■ Directions: Output every entry exactly, without any pictures.

*** Given entries Section Begins ***

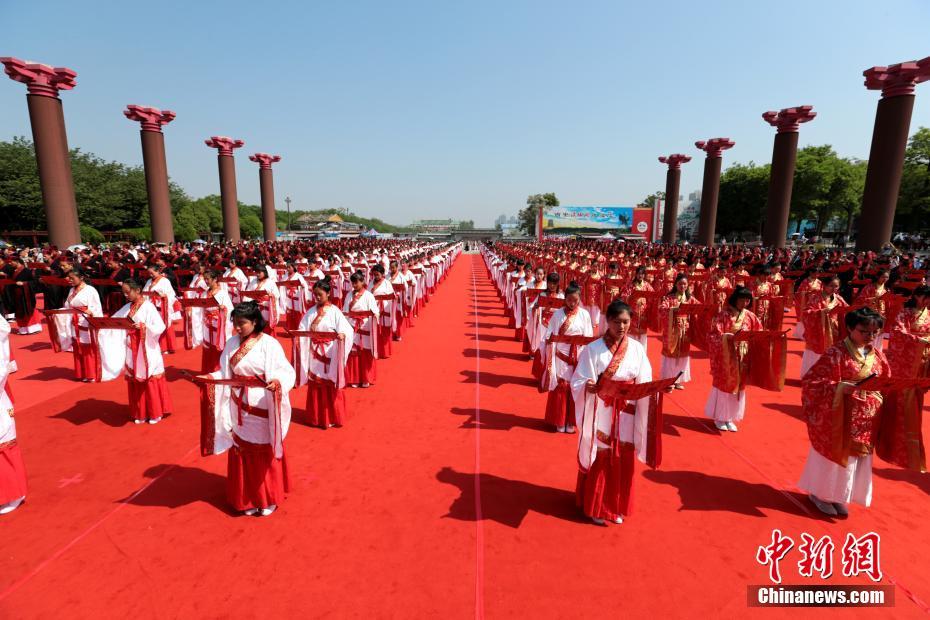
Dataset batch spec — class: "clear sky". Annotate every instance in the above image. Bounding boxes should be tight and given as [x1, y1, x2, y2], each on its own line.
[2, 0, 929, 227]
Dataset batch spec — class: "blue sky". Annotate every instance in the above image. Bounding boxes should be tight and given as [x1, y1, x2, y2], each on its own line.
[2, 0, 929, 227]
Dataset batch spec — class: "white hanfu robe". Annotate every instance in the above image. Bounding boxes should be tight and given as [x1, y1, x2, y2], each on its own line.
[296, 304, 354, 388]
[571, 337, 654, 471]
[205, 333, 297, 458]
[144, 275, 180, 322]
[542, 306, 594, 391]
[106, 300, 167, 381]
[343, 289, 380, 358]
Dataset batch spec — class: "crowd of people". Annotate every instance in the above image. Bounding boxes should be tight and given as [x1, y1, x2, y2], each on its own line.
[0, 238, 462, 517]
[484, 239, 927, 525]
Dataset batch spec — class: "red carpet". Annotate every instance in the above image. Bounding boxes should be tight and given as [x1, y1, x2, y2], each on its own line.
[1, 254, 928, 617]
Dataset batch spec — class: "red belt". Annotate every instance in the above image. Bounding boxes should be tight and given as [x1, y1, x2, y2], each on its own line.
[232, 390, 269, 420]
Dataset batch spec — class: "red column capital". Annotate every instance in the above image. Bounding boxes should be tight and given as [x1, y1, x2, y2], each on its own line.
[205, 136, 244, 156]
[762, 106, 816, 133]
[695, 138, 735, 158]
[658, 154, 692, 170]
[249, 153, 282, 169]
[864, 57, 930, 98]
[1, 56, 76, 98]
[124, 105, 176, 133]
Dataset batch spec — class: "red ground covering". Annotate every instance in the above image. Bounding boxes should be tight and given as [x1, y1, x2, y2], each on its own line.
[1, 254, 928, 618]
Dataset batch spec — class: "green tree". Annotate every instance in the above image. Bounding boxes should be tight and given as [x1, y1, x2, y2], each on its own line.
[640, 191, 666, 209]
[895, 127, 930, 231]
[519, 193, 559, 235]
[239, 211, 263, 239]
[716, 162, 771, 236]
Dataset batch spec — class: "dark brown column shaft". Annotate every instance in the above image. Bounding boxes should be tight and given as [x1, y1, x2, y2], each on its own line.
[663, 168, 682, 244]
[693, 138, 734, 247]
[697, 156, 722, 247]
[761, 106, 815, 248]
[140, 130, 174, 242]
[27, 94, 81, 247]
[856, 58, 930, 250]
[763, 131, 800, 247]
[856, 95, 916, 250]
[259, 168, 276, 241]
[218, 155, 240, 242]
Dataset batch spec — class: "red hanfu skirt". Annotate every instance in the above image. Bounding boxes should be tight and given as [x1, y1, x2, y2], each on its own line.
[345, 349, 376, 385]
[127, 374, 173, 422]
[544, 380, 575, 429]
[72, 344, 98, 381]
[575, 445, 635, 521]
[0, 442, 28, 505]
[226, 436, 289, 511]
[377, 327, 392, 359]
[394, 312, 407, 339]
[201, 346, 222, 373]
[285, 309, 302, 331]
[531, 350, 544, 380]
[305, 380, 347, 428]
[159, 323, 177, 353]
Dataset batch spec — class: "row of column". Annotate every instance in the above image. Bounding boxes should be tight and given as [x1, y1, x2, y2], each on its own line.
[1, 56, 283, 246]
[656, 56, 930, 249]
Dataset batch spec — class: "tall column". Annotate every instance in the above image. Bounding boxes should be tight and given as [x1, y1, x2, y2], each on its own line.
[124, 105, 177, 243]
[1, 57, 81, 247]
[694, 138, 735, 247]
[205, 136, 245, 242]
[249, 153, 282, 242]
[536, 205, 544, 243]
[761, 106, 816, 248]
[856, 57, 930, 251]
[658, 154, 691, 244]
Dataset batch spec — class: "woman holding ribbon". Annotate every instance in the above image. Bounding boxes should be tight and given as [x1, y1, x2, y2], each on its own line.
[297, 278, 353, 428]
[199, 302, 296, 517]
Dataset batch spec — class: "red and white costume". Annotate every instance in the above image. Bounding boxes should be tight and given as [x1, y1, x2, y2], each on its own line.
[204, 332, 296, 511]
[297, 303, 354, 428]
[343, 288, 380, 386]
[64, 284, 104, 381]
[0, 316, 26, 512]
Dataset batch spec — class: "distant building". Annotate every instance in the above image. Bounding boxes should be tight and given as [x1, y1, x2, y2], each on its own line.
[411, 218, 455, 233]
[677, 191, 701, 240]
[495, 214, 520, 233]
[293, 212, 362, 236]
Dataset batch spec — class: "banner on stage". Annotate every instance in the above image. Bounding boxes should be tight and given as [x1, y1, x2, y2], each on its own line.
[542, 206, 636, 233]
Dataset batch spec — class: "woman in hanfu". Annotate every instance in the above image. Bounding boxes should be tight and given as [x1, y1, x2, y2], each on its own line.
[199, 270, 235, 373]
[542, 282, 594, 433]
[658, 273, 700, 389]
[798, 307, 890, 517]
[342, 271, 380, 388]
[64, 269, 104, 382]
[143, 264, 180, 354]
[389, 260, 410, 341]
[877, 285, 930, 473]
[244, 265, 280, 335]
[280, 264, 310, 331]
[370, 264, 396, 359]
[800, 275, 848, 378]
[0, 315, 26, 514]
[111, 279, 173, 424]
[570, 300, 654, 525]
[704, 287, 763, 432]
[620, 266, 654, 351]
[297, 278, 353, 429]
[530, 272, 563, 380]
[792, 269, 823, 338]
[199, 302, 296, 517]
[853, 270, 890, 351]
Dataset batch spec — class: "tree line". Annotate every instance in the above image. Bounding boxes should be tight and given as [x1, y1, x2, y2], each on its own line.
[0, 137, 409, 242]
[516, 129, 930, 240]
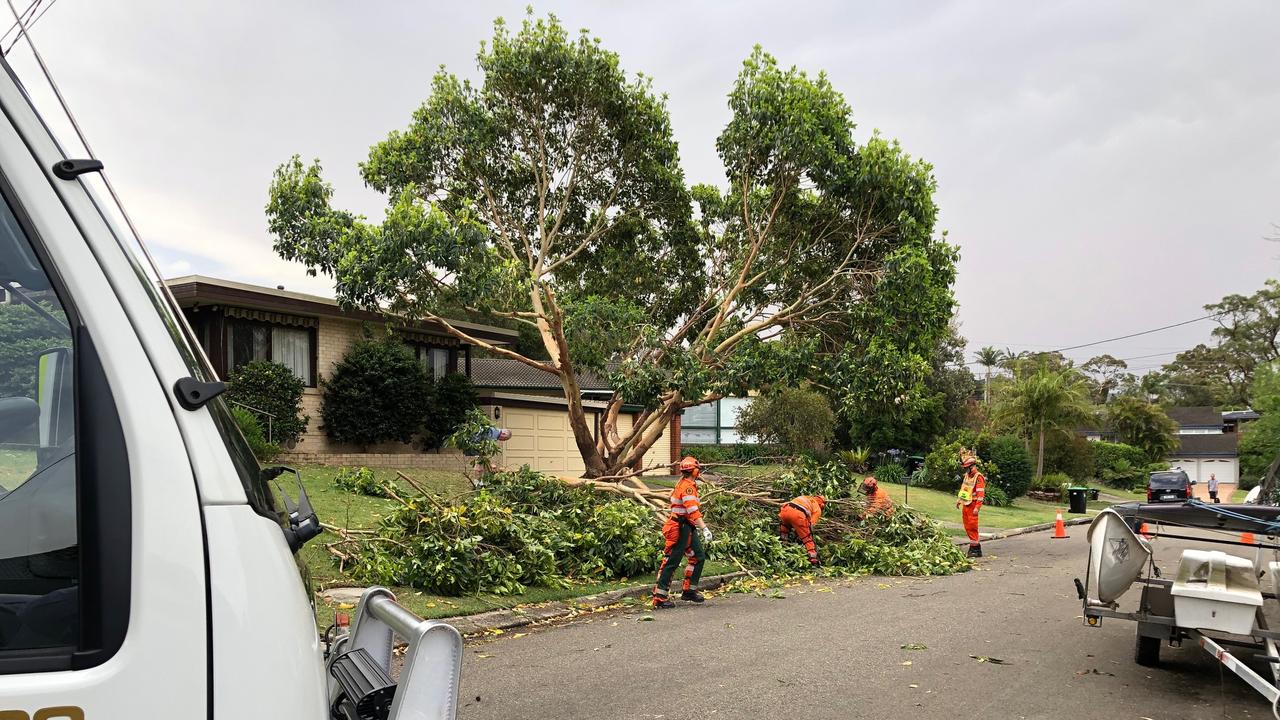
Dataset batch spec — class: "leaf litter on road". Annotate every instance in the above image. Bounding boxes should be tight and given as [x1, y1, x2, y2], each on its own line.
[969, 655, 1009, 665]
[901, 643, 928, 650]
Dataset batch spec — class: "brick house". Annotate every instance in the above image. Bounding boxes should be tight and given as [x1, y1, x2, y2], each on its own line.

*** Given entries Section Ends ***

■ Answer space:
Dataset batch spec — class: "clear sky". Annotate every instance in the above image. Bounding boxes should be tight and given as [x1, y1, x2, y2], each on its own line.
[2, 0, 929, 227]
Dataset batch spec — class: "blue sky". Annotate every instance in the above image. Bounding boxes should be tight and given as [x1, y1, x2, y2], each on its own line.
[2, 0, 929, 227]
Dataset batch spec — class: "white hanfu robe". Annotate every instance in the above image. Bounding boxes should be tight and given as [x1, y1, x2, y2], each on its own line.
[296, 304, 354, 388]
[571, 337, 654, 471]
[205, 333, 297, 458]
[144, 275, 180, 322]
[542, 306, 594, 391]
[106, 300, 167, 381]
[343, 289, 380, 358]
Dataset batch spec — class: "crowd of people". Annotate every instance in the above image. Bounding boxes should be tight and given as [x1, y1, x2, y2], each on its own line.
[0, 238, 462, 517]
[484, 239, 927, 525]
Dataset batch spec — class: "red carpet". Annotate every instance in the above image. Bounding boxes should be tight and given as [x1, y1, x2, y2], each on its own line.
[1, 254, 928, 617]
Dataset batch spec — class: "red belt". Annotate every instance in the above image. Bounding boxes should be tight and given as [x1, y1, x2, y2], each on its own line.
[232, 390, 269, 420]
Dataset batch spec — class: "red column capital". Annotate every instance in the above image. Bounding boxes should be tight and given as [x1, y1, x2, y2], each on its own line.
[205, 136, 244, 156]
[762, 106, 816, 133]
[695, 138, 735, 158]
[658, 154, 692, 170]
[249, 153, 282, 169]
[864, 57, 930, 98]
[1, 56, 76, 98]
[124, 105, 176, 133]
Dataset batch spec — class: "red ground covering". Annotate every instance in the above image. Bounding boxes should be tight and given as [x1, y1, x2, y2], each on its own line.
[1, 254, 928, 618]
Dataset batch spec — class: "green tree". Annotate every instance in the above image. Bounding boxes should be tight and given as [x1, y1, x2, y2], each on its own line.
[640, 191, 666, 209]
[895, 127, 930, 231]
[519, 193, 559, 235]
[239, 211, 263, 239]
[716, 162, 771, 236]
Dataset batch spec — class: "dark brown column shaft". Annotate every instance in the above image. Bounding boxes should be tight and given as [x1, y1, x2, y2], each on its own line.
[663, 168, 682, 244]
[693, 138, 734, 247]
[697, 156, 722, 247]
[761, 106, 815, 248]
[140, 130, 174, 242]
[27, 94, 81, 247]
[856, 58, 930, 250]
[763, 131, 800, 247]
[856, 95, 916, 250]
[259, 168, 276, 241]
[218, 155, 240, 242]
Dataset batch spec — class: "red hanfu skirt". Annotate every instance in the above image. Bounding boxes should be tight and given as [x1, y1, x2, y2], each on its own line.
[345, 349, 376, 385]
[127, 374, 173, 422]
[544, 380, 575, 429]
[72, 344, 98, 381]
[575, 445, 635, 521]
[0, 442, 28, 505]
[226, 436, 289, 511]
[377, 327, 392, 359]
[394, 312, 407, 339]
[201, 346, 222, 373]
[285, 309, 302, 331]
[531, 350, 544, 380]
[305, 380, 347, 428]
[159, 323, 177, 353]
Dataset batch spec — class: "row of column". Annotate every instance in the above image. Bounding boxes should be tight and given as [x1, y1, x2, y2], each on its own line.
[1, 56, 283, 246]
[656, 56, 930, 249]
Dataset batch spec — class: "tall column". Annotate every instance in the above image. Bounding boxes should be tight and given as [x1, y1, x2, y2], each on its own line.
[124, 105, 177, 243]
[1, 57, 81, 247]
[694, 138, 735, 247]
[205, 136, 245, 242]
[249, 153, 282, 242]
[536, 205, 544, 243]
[761, 106, 816, 248]
[856, 57, 930, 251]
[658, 154, 691, 244]
Dataset batch spec — class: "woman holding ribbon". Annotate every instance in the above image. Bounding boxes should be tight and given as [x1, y1, x2, y2], each on its own line.
[297, 278, 353, 428]
[199, 302, 296, 517]
Dataset batch spec — class: "red and white costume". Annotate every instance in the above image. Bounding boxes should be tight and given as [x1, y1, x2, y2], each on its own line.
[204, 332, 296, 511]
[297, 303, 354, 428]
[343, 288, 380, 386]
[64, 284, 104, 381]
[0, 316, 26, 512]
Dataset batch spec — class: "distant building". Annotate every instance in the above image. Bounding boxes should be tight and given as [x1, y1, x2, y2], each on its own line.
[411, 218, 455, 233]
[677, 191, 701, 240]
[495, 214, 520, 233]
[293, 212, 362, 236]
Dataset batch spec — class: "banner on stage". Annotate every instance in the above image. Bounding boxes should be tight and given as [x1, y1, x2, y2], each on its own line.
[542, 206, 636, 233]
Dataset batch spec — class: "woman in hanfu". Annotate every instance in the above image. Bounding boxes should be tight and given as [x1, y1, x2, y2], each on its own line.
[199, 270, 235, 373]
[542, 282, 594, 433]
[658, 273, 700, 389]
[798, 307, 890, 517]
[342, 271, 380, 388]
[64, 269, 104, 382]
[143, 264, 180, 354]
[389, 260, 410, 341]
[877, 285, 930, 473]
[244, 265, 280, 335]
[280, 264, 310, 331]
[370, 264, 396, 359]
[800, 275, 848, 378]
[0, 315, 26, 514]
[111, 279, 173, 424]
[570, 300, 654, 525]
[704, 287, 763, 432]
[620, 266, 654, 351]
[297, 278, 353, 429]
[530, 272, 563, 380]
[792, 269, 823, 338]
[199, 302, 296, 517]
[853, 270, 890, 351]
Dataset batch spec — class: "tree line". Annotate every instance in the above image. Bounding boxes should be tight and given as [x1, y1, x2, y2], each on its own line.
[0, 137, 409, 242]
[516, 129, 930, 240]
Dataset batch spec — class: "leaf litter on road". Annotate every instance in the above image. Bounding boxes should be tight and given as [x1, y1, x2, y2], each on its own line.
[969, 655, 1009, 665]
[901, 643, 928, 650]
Dataset batch spec — class: "brick house". Annotate every instance in the above image. Bounding boxes should be tight and given as [x1, y1, x2, y2], each on its own line.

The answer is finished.